=== Section Start ===

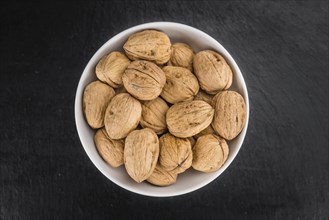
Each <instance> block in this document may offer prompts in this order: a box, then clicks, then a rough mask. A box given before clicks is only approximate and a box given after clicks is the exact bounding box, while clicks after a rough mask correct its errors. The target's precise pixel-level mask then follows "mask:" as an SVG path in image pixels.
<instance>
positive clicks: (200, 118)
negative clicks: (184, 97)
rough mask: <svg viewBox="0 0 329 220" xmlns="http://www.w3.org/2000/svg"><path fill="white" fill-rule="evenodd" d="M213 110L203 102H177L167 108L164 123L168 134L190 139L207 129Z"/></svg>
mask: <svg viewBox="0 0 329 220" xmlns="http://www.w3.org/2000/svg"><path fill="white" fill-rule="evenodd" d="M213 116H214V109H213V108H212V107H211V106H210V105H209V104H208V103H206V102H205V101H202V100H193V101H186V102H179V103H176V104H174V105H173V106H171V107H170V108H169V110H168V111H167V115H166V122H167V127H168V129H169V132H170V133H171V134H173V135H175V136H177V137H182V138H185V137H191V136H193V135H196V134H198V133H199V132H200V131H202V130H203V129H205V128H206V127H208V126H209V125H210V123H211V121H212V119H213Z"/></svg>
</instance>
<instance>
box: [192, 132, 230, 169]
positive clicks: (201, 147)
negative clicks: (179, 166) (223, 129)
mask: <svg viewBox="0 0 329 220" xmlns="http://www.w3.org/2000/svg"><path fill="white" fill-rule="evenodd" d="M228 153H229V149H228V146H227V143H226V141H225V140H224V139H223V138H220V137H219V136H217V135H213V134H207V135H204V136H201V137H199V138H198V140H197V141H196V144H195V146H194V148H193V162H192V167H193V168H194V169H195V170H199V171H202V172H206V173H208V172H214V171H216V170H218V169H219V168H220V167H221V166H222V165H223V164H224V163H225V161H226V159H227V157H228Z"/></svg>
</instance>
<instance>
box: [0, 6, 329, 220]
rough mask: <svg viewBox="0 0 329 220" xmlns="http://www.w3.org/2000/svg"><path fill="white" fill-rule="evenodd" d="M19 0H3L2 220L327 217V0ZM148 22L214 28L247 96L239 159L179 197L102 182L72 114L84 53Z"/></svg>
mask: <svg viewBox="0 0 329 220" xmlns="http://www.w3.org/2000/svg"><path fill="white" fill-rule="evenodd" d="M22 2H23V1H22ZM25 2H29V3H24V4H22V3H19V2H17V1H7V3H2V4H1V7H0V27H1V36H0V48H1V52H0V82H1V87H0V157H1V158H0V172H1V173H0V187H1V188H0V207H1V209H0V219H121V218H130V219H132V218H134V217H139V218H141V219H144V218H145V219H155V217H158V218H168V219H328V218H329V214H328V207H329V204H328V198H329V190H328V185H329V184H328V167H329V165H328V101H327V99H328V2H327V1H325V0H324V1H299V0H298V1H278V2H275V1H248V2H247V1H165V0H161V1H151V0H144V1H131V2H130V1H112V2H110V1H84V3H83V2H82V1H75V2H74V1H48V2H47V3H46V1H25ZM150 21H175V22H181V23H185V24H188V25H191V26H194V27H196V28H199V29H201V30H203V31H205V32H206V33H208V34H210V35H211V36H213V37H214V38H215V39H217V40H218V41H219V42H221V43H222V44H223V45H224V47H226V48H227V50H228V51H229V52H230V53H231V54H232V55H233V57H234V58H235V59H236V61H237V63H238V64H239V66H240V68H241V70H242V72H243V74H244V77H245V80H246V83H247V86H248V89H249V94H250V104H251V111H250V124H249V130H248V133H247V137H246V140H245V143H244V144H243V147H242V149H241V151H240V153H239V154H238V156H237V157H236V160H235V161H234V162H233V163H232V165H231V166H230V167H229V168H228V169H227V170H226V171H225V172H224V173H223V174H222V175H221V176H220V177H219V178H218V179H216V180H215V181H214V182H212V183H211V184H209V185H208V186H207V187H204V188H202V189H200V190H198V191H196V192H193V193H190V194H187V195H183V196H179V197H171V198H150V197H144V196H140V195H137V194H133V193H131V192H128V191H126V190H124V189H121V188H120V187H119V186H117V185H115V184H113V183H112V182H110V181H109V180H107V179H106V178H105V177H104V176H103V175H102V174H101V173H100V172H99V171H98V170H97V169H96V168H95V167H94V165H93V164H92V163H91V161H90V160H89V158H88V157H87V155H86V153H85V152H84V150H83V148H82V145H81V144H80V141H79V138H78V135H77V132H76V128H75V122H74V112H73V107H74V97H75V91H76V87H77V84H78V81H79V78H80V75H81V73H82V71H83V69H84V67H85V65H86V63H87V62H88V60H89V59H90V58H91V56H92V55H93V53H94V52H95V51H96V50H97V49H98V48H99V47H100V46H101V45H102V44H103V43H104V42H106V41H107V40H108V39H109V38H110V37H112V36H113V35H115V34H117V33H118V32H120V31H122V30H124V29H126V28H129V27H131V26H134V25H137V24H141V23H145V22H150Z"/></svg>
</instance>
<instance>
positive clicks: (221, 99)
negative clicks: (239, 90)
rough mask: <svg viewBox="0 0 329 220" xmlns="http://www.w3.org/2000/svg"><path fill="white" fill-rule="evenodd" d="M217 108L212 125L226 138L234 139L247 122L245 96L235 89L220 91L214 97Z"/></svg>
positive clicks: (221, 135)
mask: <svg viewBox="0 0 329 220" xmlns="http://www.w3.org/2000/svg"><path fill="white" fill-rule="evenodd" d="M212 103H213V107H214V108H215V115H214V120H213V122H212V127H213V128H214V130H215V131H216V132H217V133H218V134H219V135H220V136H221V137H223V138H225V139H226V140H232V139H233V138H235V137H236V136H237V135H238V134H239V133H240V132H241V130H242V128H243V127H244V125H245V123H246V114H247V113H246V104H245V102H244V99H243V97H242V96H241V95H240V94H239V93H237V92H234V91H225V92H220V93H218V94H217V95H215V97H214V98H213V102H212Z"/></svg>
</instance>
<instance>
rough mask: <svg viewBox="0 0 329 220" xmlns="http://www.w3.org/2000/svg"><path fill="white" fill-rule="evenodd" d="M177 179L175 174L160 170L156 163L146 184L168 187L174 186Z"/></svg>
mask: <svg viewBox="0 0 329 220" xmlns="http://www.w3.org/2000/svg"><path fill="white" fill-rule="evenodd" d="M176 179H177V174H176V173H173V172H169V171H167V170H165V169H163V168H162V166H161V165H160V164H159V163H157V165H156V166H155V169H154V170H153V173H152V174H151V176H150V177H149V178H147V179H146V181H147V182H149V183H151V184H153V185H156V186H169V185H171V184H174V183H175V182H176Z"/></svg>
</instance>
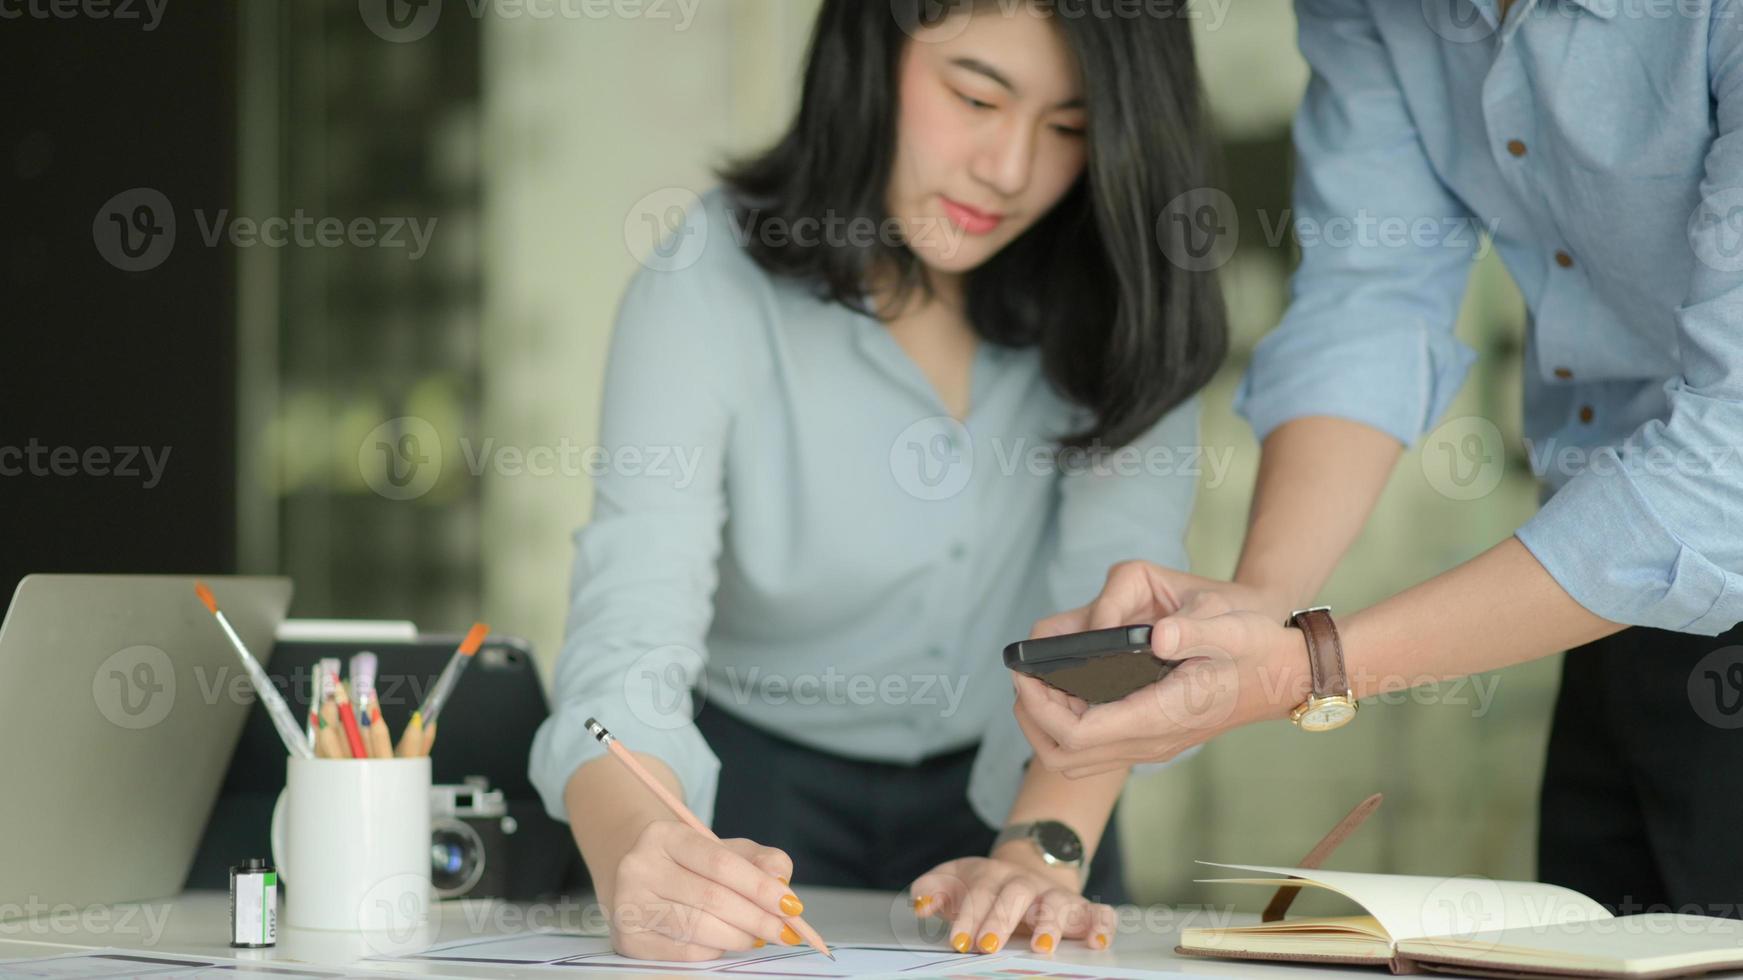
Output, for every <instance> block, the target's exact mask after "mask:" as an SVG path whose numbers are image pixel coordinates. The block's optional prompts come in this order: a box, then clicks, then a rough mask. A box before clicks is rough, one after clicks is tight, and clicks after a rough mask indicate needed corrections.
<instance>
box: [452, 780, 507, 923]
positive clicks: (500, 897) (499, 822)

=== Section End ===

• WHAT YOU WILL DO:
Go from the first line of the listing to the line holding "negative clicks: (184, 97)" and, please, transcribe those lines exactly, both included, with no pictures.

• EXERCISE RESPONSE:
Each <instance> block in this document may offer prompts in this order: a box, then clicks, then a rough mask. A box given before clicks is only approximate and a box given after clicks is the exact bounding box, while clicks after a rough mask correct its errors. The target's precise pixel-level mask then follows "mask:" as an SVG path in image pixels.
<instance>
positive clicks: (200, 118)
negative clicks: (184, 97)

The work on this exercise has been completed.